- TASK STATEMENT
From the line that contains "Can you see the white blaze" to the end of the entries, write out every line exactly, including both ends, and nothing more.

Stored data
· · ·

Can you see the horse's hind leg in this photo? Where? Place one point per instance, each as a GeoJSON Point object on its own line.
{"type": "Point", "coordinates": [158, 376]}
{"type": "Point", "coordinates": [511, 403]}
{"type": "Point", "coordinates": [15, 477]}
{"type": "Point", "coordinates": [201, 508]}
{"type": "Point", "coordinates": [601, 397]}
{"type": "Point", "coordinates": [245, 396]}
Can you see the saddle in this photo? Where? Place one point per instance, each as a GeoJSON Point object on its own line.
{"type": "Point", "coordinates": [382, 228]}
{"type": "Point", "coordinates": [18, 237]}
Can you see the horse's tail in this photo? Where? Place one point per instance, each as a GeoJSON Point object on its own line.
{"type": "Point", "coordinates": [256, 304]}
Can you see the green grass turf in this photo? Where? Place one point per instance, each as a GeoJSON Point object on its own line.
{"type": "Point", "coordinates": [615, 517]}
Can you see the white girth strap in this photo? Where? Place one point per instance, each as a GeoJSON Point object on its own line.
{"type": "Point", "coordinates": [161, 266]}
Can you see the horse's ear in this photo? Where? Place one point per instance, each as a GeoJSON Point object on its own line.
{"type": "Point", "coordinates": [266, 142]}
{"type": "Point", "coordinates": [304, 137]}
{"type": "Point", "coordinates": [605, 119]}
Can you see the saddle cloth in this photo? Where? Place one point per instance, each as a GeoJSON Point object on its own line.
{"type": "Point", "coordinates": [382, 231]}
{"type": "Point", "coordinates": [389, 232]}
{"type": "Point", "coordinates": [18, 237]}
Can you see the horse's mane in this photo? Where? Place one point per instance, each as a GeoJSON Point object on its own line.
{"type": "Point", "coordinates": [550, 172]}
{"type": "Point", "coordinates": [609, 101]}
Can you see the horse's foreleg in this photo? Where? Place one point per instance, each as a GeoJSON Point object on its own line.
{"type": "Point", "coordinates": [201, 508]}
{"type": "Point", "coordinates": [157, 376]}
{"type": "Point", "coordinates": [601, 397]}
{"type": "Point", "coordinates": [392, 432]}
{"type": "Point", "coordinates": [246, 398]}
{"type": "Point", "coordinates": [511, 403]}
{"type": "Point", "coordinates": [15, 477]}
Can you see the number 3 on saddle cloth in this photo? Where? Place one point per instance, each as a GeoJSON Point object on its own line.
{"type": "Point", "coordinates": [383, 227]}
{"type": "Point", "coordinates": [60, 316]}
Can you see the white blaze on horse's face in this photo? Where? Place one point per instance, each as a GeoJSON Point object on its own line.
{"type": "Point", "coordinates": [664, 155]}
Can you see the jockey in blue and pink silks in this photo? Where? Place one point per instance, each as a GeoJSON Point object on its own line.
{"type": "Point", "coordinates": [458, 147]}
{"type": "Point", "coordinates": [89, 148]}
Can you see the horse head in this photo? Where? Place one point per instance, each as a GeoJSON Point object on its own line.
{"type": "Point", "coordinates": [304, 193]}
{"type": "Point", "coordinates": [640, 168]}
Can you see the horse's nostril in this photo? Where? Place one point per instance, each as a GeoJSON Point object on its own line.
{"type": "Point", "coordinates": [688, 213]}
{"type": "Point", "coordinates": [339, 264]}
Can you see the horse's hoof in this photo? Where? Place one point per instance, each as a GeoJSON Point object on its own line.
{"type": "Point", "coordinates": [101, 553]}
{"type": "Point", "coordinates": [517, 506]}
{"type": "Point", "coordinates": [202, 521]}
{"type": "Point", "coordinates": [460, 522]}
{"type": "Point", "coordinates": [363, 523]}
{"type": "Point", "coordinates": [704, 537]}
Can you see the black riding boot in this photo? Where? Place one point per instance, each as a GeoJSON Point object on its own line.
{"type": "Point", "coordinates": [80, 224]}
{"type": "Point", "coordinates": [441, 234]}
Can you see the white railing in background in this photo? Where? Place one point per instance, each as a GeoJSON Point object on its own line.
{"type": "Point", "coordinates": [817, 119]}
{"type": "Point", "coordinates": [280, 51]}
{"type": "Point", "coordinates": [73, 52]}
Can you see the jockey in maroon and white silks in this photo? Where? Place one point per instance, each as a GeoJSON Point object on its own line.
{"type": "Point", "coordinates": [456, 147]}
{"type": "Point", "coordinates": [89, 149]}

· · ·

- SOLUTION TO THIS PROBLEM
Can you see the white blaze on horse's face in this photo? Where? Place one point per instance, each as a GeoJSON Point object on its own line.
{"type": "Point", "coordinates": [664, 155]}
Can you see the jockey in blue and pink silks in this photo? Where? Place one point per instance, each as a GeoJSON Point object on its own line.
{"type": "Point", "coordinates": [458, 147]}
{"type": "Point", "coordinates": [89, 148]}
Can you see the horse head in this photo? Where? Place one point per instance, each as a GeoJSON Point object on its own line.
{"type": "Point", "coordinates": [304, 193]}
{"type": "Point", "coordinates": [640, 168]}
Can you see the horse's nostril in this photo? Where? Place one point per instance, each as a GeoJSON Point object on its own line.
{"type": "Point", "coordinates": [688, 213]}
{"type": "Point", "coordinates": [339, 264]}
Can you see the horse's hoof in this photo? Where? Place one point per instance, each as a GeoJSON Point object on its own line.
{"type": "Point", "coordinates": [101, 553]}
{"type": "Point", "coordinates": [517, 506]}
{"type": "Point", "coordinates": [202, 521]}
{"type": "Point", "coordinates": [460, 522]}
{"type": "Point", "coordinates": [363, 523]}
{"type": "Point", "coordinates": [704, 537]}
Can you see the black riding boot in this photo? Where? Place one point per instance, each as a GeoJSON Point object on its own line.
{"type": "Point", "coordinates": [80, 224]}
{"type": "Point", "coordinates": [441, 234]}
Can you see the white railing in background in this photo? Where? Place one point per instance, each as a GeoJSON Point object on its own line.
{"type": "Point", "coordinates": [817, 119]}
{"type": "Point", "coordinates": [280, 51]}
{"type": "Point", "coordinates": [73, 52]}
Can you see the jockey in maroon and white silks in this photo? Where? Place one point per instance, each as a GeoJSON Point object on its own line.
{"type": "Point", "coordinates": [456, 147]}
{"type": "Point", "coordinates": [89, 149]}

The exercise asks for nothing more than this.